#### TEKS YANG DIBERIKAN

(Indonesian
South Sea Pearl sudah menjadi perhiasan/febri-dokumen pribadi)
|
INDONESIA sebagai penghasil Indonesian South Sea Pearl (ISSP)
atau mutiara laut selatan terbesar dunia. Data Direktorat Jenderal Penguatan
Daya Saing Produk Kelautan dan Perikanan (Ditjen PDSPKP) Kementerian Kelautan dan
Perikanan (KKP) sebaran produksi tiram Pinctada
Maxima dari Sumatera Barat, Lampung, Bali, NTB, NTT, Sulawesi Tengah,
Gorontalo, Sulawesi Tenggara, Sulawesi Utara, Maluku Utara, Maluku, dan Papua
Barat.
Salah
satu lokasi produksi Pinctada Maxima
di NTB adalah di Lombok Utara, tepatnya di Teluk Nara, Kecamatan Pemenang. Dari
Ibukota NTB (Kota Mataram) butuh waktu sekitar 45 menit untuk kesana. Potensi Indonesian South Sea Pearl
dikembangkan oleh Autore Pearl Farm & Showroom. Disini bisa melihat mutiara
dari hulu sampai hilir. Tak banyak di Indonesia lokasi budi daya mutiara jenis
Pinctada Maxima yang dibuka untuk umum.
Penjelasan
mengenai Indonesian South Sea Pearl
saya dapat secara runut dari Asisten Manajer Autore Pearl Farm & Showroom M
Khalil Gibran. Pria yang akrab disapa Gibo ini menceritakan, menghasilkan
mutiara yang bagus prosesnya cukup panjang. Butuh empat tahun untuk sebutir
mutiara. Pada moment “6th Indonesian Pearl Festival 2016” acungan
jempol patut diberikan pada produksi Indonesian South Sea Pearl dari Teluk Nara. Ekspor Autore Pearl
Farm & Showroom telah menembus empat benua, Eropa, Amerika, Asia, dan
Australia. Kemilau mutiara di Eropa menyebar mulai London, Milan, Spanyol,
hingga Monaco. Sementara di Amerika, diminati pasar New York. Sementara untuk
Asia dari Dubai dan Arab Saudi salah satu pasar potensial. Termasuk pelelangan
di Hongkong.
Budi
daya Indonesian South Sea Pearl
di Lombok Utara, dari penuturan Gibo diuntungkan oleh akses. Tak seperti daerah
lain di Indonesia seperti di Sulawesi, Bali, dan Papua. Permintaan pasar luar
negeri, tak bisa dipenuhi semua oleh Autore Pearl Farm & Showroom.
Permintaan ekspor ditambah produksi negara lain. Diantara faktor yang membuat
produksi mutiara belum memenuhi seluruh permintaan ekspor karena iklim.
Seringnya hujan, ditambah gelombang laut, serta cuaca tak stabil membuat Pinctada Maxima sulit berkembang.

########

Teruskan tulisan tentang budi daya mutiara laut selatan di Lombok Utara, dimulai setelah kalimat terakhirnya.

#### BARIS DATA

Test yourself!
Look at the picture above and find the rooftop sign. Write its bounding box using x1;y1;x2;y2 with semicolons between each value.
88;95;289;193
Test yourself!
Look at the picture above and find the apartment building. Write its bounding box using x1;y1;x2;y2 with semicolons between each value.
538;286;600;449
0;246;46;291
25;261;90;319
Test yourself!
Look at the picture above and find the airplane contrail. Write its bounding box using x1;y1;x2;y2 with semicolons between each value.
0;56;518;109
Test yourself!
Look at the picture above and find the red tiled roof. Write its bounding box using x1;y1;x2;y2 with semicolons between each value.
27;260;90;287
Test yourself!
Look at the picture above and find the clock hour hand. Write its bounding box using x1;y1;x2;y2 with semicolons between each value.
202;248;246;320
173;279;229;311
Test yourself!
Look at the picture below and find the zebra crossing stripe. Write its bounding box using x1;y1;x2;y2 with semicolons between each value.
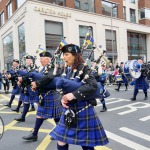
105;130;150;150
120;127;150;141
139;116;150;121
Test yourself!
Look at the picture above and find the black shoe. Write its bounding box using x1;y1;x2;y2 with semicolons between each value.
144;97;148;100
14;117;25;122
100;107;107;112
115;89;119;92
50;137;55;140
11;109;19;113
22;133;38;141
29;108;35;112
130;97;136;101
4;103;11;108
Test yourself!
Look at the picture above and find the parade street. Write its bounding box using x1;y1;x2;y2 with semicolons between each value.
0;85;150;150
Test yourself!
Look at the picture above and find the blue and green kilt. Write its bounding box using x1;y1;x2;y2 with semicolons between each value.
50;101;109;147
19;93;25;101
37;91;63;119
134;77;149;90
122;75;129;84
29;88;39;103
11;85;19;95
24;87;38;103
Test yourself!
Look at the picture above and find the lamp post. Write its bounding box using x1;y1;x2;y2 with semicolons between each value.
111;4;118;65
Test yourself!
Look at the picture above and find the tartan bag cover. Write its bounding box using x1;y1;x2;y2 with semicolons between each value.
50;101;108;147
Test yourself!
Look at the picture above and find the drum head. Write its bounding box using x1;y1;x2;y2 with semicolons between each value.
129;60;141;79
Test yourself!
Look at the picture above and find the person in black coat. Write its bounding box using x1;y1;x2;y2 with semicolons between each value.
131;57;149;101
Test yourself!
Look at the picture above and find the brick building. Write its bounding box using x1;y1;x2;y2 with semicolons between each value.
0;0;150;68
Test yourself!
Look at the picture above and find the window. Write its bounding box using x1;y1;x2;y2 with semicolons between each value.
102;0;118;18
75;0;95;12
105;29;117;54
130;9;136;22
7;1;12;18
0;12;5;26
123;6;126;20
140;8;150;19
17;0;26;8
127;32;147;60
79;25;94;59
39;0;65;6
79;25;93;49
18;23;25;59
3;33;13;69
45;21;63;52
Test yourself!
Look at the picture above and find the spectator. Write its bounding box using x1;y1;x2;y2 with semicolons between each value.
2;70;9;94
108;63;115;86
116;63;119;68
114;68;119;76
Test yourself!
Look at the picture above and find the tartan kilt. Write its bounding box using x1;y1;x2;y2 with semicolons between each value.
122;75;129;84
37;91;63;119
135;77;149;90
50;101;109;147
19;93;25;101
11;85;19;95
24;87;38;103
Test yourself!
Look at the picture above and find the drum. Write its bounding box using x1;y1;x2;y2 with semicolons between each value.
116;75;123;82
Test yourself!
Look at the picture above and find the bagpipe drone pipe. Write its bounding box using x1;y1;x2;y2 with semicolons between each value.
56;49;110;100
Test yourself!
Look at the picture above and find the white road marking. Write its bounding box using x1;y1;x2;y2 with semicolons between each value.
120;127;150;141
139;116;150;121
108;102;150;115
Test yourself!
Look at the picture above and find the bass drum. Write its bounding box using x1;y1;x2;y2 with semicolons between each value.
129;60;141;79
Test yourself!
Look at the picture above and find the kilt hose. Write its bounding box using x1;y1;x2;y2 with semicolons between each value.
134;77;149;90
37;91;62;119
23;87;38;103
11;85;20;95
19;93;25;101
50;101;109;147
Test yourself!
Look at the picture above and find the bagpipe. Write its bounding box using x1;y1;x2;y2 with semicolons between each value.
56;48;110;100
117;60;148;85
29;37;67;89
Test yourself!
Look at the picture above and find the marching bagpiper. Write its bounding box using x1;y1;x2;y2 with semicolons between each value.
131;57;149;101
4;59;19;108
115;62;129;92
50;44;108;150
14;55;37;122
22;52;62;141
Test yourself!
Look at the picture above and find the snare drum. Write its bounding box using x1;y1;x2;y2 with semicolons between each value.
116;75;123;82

########

*JAWABAN:*
Budi daya Indonesian South Sea Pearl
itu tak seperti membuat roti. Setelah mengeluarkan modal, membeli bahan baku,
kemudian roti langsung jadi dan tinggal menjualnya. Budi daya Indonesian South Sea Pearl
butuh modal besar. Modal yang dikeluarkan tak bisa langsung balik. Panen
mutiara setiap tahun pun tak selalu bagus dan bisa dijual. Butuh beberapa tahun
menutup modal yang sudah dikeluarkan.
Pasar
memberi kepercayaan pada mutiara dari Teluk Nara selain kualitas, pecinta
mutiara bisa melihat langsung prosesnya. Ada pecinta mutiara yang jauh-jauh
datang dari Eropa, Amerika, Timur Tengah, serta beberapa negara Asia Tenggara
untuk melihat budi daya tiram dan panen mutiara.
Mutiara
yang dihasilkan, warnanya tak selalu sama. Ada yang berwarna emas, putih,
sedikit kekuningan, dan silver. Setiap Pinctada
Maxima memiliki warna dalam cangkang berbeda. Mutiara yang telah dipanen
tak langsung dijual. Masih ada pengecekan oleh ahli mutiara. Bukan sembarang
ahli, ahli mutiara ini bersertifikat khusus. Hal-hal yang dicek dari mutiara
adalah kilau (shine), kemulusan permukaan (surface), bias warna (shade), bentuk
(shape), ukuran (size). Untuk bentuk sendiri, ada yang tak beraturan (baroque).
Setelah itu akan ada tingkatan (grade) mutiara. Dasar inilah kemudian harga Indonesian South Sea Pearl ditetapkan.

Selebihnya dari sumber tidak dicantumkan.